**SET EXERCISE**
Reproduce, word for word, every line below from the one containing "Objective: one point per instance of the blonde" down to the final line.
..........
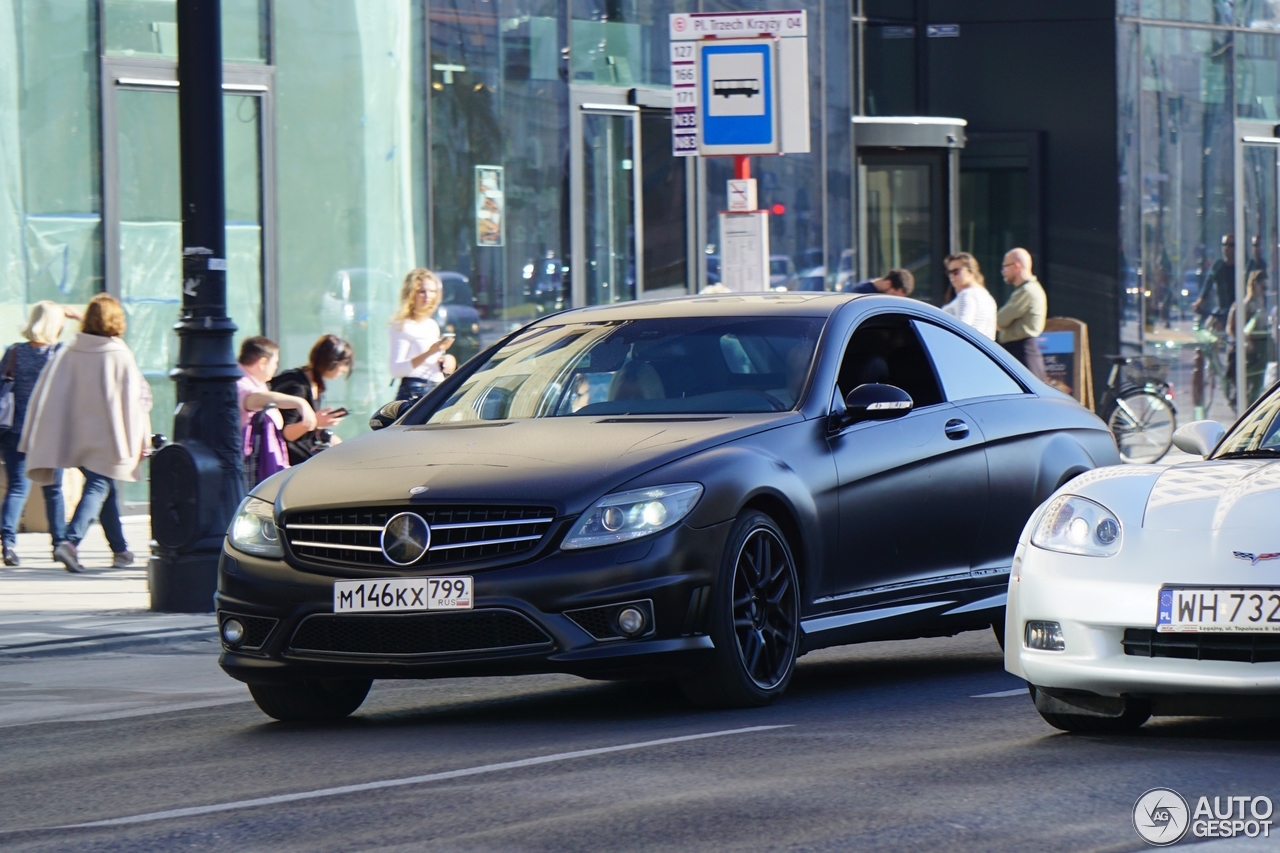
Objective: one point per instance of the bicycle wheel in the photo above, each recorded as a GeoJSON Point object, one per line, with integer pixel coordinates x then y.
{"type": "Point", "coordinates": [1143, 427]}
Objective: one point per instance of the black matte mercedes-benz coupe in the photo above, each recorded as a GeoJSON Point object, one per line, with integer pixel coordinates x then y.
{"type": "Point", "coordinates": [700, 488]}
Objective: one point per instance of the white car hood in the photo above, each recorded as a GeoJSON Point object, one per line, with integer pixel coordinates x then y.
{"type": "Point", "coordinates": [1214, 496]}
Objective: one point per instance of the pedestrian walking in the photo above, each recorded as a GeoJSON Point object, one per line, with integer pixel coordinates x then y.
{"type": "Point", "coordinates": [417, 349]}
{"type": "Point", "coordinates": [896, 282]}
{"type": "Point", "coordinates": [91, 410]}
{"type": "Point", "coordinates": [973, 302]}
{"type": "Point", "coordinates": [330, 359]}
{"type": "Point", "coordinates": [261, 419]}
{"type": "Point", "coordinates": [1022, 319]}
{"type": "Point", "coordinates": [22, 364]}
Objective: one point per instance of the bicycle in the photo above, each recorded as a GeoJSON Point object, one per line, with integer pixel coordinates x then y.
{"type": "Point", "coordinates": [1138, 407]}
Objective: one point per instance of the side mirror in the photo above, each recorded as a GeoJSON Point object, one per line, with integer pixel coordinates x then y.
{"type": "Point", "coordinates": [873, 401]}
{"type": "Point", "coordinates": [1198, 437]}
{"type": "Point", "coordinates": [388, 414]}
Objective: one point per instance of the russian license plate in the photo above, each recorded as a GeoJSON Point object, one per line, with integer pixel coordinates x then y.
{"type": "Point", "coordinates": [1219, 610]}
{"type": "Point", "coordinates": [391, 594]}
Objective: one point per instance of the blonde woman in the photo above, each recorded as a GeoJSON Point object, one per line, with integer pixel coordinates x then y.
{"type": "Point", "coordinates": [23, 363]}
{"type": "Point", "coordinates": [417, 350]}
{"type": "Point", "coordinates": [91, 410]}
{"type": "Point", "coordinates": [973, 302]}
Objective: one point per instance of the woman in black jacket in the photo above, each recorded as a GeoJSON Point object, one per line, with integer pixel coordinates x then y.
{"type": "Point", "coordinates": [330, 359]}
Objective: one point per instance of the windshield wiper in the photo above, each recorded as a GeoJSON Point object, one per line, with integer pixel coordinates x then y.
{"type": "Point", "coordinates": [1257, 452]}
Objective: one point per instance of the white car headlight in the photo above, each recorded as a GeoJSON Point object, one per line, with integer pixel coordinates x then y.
..........
**OUTPUT OF THE EXERCISE**
Objective: one point per instance of the blonde woman in the photo above, each recorded as a GeoJSON Point object, one per line, with integer pixel coordinates x then y.
{"type": "Point", "coordinates": [23, 363]}
{"type": "Point", "coordinates": [417, 350]}
{"type": "Point", "coordinates": [91, 410]}
{"type": "Point", "coordinates": [973, 302]}
Objective: one point per instance of the woman in black jacket in the photo above, each recorded as a GeoJSON Point object, one per line, with integer pixel coordinates x then y.
{"type": "Point", "coordinates": [330, 359]}
Objective: one point per instance of the windshield wiper in the photo above, each recorded as a GeoJSON Point object, one per line, with integer pixel coordinates x then y.
{"type": "Point", "coordinates": [1257, 452]}
Objective: one point per instance of the white car headlight in the photo above, each recorded as a GeoJSON Point object, one per line, with integer pixel coordinates x then y.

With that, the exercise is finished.